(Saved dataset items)
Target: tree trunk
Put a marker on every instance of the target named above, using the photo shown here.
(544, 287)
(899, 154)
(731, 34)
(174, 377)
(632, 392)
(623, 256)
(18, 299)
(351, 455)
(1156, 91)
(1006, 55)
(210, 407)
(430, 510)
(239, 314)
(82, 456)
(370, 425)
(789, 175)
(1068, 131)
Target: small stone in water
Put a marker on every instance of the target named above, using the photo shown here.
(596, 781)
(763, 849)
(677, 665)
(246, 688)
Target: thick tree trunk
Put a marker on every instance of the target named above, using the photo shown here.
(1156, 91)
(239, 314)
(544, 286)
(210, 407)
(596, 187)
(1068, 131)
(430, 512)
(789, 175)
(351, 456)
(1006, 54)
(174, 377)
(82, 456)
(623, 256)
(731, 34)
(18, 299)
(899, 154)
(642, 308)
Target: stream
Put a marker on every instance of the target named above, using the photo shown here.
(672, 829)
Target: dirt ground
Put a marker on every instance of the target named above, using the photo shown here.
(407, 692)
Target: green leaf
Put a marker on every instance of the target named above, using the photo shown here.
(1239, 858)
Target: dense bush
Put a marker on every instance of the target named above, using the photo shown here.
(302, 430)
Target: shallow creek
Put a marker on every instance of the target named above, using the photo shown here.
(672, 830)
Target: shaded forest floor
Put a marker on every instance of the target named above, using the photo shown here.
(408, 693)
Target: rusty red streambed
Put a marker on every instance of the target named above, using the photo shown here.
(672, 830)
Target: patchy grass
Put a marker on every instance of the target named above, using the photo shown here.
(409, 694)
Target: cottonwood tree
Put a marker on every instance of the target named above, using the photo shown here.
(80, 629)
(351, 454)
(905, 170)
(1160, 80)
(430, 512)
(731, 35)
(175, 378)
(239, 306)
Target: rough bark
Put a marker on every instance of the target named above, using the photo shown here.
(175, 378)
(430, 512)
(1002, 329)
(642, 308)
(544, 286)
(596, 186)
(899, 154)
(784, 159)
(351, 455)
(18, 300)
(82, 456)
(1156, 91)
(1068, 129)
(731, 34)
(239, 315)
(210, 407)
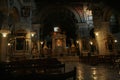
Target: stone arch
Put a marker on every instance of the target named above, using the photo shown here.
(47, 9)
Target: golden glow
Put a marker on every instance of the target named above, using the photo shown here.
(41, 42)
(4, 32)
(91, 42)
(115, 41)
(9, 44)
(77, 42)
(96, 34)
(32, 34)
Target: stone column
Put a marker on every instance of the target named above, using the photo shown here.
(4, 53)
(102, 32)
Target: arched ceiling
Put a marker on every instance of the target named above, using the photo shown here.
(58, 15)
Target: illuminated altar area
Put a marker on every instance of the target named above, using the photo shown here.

---

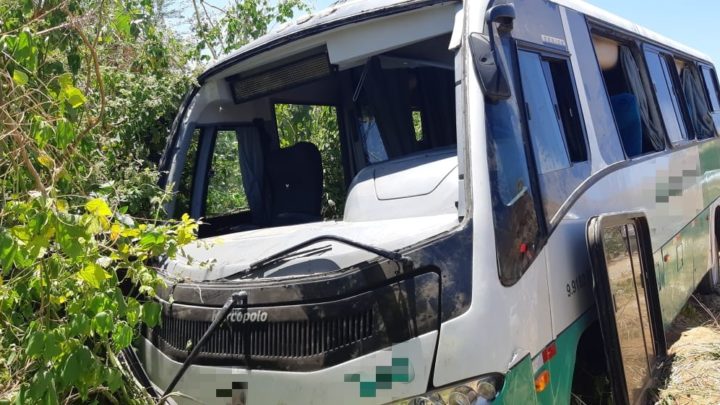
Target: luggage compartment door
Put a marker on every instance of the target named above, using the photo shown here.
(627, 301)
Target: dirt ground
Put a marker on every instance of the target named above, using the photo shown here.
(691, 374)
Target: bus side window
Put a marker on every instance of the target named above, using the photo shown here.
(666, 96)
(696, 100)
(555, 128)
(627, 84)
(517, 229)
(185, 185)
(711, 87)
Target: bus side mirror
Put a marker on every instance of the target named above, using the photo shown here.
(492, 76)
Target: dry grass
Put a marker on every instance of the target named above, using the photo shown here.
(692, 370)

| Directive |
Collect every line in the rows above that contains the string "grass", treating uppercase and lowercase as different.

| Answer for the task |
Target: patchy grass
Target: dry grass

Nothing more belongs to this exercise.